- Excerpted passage -
'''

Gaudete! ~ The Rev. Frank Bellino, OPI

We have reached the midpoint in the Advent season. Today in our Advent liturgy, we light the pink candle in our Advent wreath, as a symbol of celebration. This is called Gaudete Sunday which means that we rejoice with joyful expectancy that the coming of the Lord is nearby.
In Isaiah 35:1-6,10, we are encouraged to rejoice and bloom in the wilderness. What kind of wildernesses are we facing these days? We are living in a consumerist society where everything is centered on me, myself and I. We want things that we don’t need. We yearn for things that do not give us lasting joy because they are not life-giving. Our experience of wildernesses may consist of hate, power, fear, anxiety, deprivation, greed, and so many other types of darkness that we find it hard to be joyful. Yet through all our materialistic vices, there is hope that God is coming to save us. God is coming to give us new life in our wilderness. No more shall the blind be blind, or the deaf remain deaf. God is offering us life that we are unable to fathom, a life that will make us exuberant with everlasting joy!

'''

- Prompt A -
Answer these about the Gaudete Sunday reflection, one line each:
(i) What color is the candle lit in the Advent wreath today?
(ii) Which passage from Isaiah does the reflection cite?
(iii) What kind of society does it say we are living in?
- Prompt B -
Output the part of the Gaudete Sunday reflection from "Gaudete! ~ The" to "Lord is nearby.", copied word for word.
The entries after this point come from a different source than the text above.

- Supplied material -
'''

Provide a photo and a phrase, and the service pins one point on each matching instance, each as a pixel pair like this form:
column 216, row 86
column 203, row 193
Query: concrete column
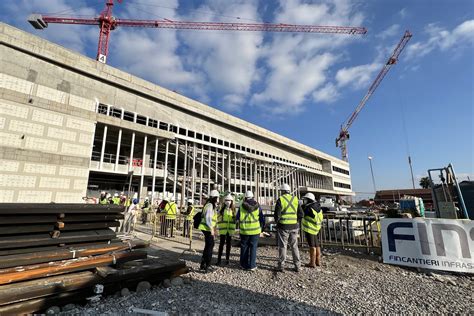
column 235, row 172
column 132, row 148
column 246, row 176
column 165, row 167
column 102, row 151
column 117, row 153
column 175, row 168
column 240, row 173
column 153, row 180
column 193, row 173
column 229, row 171
column 201, row 171
column 142, row 177
column 209, row 160
column 216, row 172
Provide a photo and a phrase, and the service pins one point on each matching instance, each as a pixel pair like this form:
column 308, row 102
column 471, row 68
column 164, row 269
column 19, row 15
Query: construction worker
column 170, row 217
column 287, row 214
column 311, row 223
column 103, row 198
column 189, row 215
column 116, row 199
column 145, row 210
column 226, row 225
column 208, row 228
column 250, row 217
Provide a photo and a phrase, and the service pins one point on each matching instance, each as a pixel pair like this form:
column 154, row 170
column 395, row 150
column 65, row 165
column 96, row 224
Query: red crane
column 344, row 133
column 107, row 22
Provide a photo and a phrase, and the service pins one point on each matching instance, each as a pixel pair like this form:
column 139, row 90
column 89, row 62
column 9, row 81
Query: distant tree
column 425, row 182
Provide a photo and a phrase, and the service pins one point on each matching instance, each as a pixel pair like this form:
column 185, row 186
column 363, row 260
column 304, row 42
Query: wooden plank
column 56, row 208
column 42, row 270
column 38, row 295
column 65, row 253
column 44, row 239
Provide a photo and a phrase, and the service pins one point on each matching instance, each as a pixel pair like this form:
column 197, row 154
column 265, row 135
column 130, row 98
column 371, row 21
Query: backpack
column 197, row 219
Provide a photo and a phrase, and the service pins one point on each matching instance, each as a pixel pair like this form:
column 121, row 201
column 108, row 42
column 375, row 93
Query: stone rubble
column 347, row 283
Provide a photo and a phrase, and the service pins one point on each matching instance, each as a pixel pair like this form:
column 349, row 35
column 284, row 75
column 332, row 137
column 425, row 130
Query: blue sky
column 304, row 86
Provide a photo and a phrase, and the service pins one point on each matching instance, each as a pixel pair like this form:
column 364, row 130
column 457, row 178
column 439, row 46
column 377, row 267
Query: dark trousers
column 208, row 248
column 248, row 251
column 186, row 228
column 227, row 240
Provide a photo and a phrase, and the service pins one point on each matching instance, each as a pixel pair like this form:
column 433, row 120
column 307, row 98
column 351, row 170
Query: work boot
column 318, row 256
column 312, row 258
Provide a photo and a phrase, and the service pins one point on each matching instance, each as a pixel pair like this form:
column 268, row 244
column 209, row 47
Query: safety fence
column 337, row 230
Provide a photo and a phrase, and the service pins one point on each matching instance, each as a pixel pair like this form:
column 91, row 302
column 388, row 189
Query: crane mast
column 341, row 140
column 107, row 23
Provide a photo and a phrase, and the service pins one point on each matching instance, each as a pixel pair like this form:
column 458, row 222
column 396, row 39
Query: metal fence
column 337, row 230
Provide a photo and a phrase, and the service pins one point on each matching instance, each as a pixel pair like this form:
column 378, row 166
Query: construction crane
column 344, row 132
column 107, row 23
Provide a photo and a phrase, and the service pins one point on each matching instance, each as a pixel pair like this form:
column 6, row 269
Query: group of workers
column 289, row 214
column 221, row 220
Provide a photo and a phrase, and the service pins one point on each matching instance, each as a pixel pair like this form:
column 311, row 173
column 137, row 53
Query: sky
column 305, row 85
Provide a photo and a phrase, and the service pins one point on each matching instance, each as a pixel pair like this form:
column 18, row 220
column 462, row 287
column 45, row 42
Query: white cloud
column 71, row 36
column 389, row 32
column 358, row 76
column 297, row 65
column 328, row 94
column 439, row 38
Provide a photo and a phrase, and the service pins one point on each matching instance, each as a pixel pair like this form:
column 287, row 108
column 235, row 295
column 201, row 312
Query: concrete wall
column 47, row 119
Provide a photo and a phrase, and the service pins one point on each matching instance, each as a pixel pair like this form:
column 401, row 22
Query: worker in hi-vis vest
column 170, row 217
column 311, row 223
column 251, row 223
column 189, row 214
column 208, row 226
column 226, row 225
column 287, row 214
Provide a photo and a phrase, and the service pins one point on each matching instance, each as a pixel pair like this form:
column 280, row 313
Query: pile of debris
column 56, row 254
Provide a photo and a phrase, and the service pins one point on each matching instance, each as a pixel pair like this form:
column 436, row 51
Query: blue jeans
column 248, row 251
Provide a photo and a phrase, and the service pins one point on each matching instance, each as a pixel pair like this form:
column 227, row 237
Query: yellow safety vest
column 289, row 209
column 190, row 216
column 170, row 210
column 203, row 224
column 249, row 222
column 226, row 222
column 312, row 225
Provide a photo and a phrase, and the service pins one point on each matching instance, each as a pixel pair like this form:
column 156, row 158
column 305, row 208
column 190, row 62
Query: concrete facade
column 69, row 123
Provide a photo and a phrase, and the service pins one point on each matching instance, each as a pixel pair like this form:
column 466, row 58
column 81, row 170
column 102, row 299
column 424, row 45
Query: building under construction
column 71, row 126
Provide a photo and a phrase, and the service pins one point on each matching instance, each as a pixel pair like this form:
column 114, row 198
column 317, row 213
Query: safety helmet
column 310, row 196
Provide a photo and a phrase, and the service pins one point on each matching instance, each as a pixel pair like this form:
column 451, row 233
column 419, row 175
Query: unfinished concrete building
column 71, row 127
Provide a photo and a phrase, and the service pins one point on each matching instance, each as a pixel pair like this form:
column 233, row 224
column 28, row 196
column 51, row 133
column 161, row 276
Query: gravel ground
column 347, row 283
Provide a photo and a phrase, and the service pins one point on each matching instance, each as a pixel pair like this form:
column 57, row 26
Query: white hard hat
column 310, row 196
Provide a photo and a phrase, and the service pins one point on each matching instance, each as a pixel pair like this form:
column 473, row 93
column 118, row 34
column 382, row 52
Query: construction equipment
column 447, row 196
column 344, row 132
column 107, row 23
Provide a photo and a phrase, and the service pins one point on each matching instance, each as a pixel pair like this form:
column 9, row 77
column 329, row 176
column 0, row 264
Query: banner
column 440, row 244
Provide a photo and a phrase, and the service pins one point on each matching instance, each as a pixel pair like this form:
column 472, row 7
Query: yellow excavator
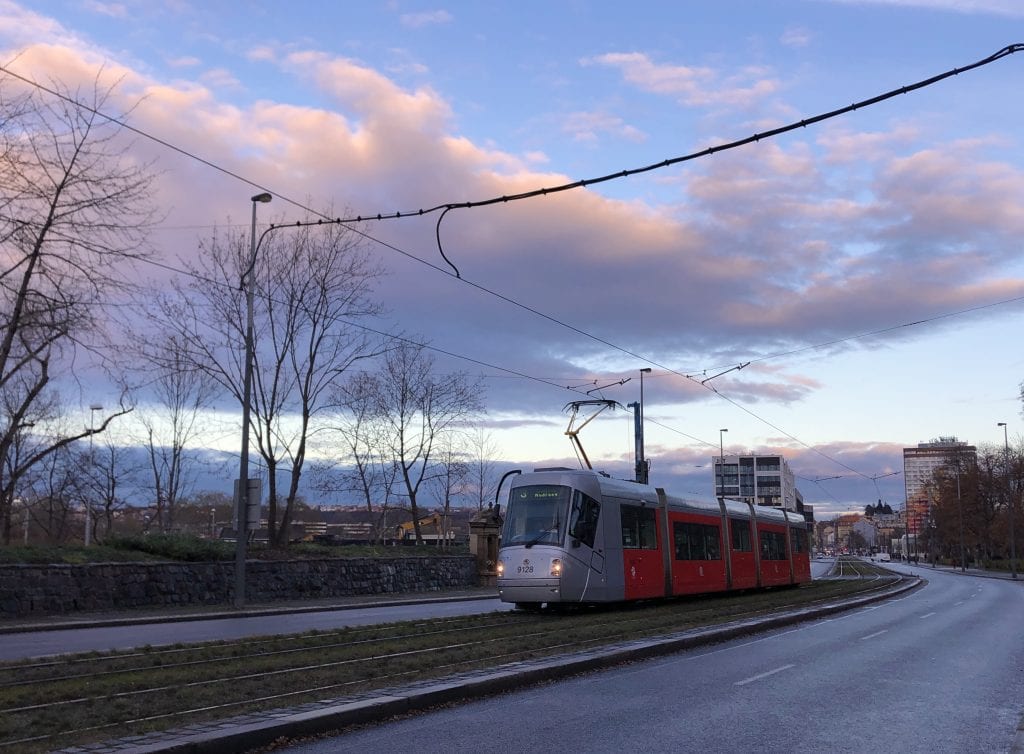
column 407, row 531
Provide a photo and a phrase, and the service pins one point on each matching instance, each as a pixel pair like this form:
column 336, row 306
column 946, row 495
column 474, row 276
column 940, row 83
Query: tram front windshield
column 536, row 515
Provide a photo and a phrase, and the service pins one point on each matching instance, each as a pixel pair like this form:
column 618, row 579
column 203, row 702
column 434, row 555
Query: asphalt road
column 41, row 643
column 938, row 670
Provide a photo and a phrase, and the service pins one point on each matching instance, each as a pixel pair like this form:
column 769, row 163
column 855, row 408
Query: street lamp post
column 642, row 474
column 1010, row 501
column 960, row 509
column 241, row 534
column 87, row 505
column 721, row 462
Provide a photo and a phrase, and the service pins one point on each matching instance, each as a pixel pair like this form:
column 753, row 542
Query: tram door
column 644, row 570
column 584, row 577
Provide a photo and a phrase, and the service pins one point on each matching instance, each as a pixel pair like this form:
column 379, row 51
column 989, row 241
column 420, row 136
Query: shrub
column 175, row 547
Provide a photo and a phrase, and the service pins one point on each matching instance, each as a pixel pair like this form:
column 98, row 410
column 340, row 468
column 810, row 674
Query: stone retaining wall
column 40, row 590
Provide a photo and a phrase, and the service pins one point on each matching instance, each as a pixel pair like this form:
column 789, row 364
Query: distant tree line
column 977, row 501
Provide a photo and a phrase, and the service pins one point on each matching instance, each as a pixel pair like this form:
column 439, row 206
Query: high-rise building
column 920, row 465
column 759, row 479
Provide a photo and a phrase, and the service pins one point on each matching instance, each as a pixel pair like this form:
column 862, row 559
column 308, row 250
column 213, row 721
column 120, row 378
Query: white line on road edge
column 872, row 635
column 763, row 675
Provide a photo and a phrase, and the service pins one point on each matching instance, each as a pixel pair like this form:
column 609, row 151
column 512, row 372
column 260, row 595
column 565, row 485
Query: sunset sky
column 867, row 267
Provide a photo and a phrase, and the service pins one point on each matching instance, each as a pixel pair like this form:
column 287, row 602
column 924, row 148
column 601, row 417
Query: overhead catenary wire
column 444, row 208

'''

- Answer section A -
(i) Pink.
(ii) Isaiah 35:1-6,10.
(iii) A consumerist society where everything is centered on me, myself and I.

- Answer section B -
Gaudete! ~ The Rev. Frank Bellino, OPI

We have reached the midpoint in the Advent season. Today in our Advent liturgy, we light the pink candle in our Advent wreath, as a symbol of celebration. This is called Gaudete Sunday which means that we rejoice with joyful expectancy that the coming of the Lord is nearby.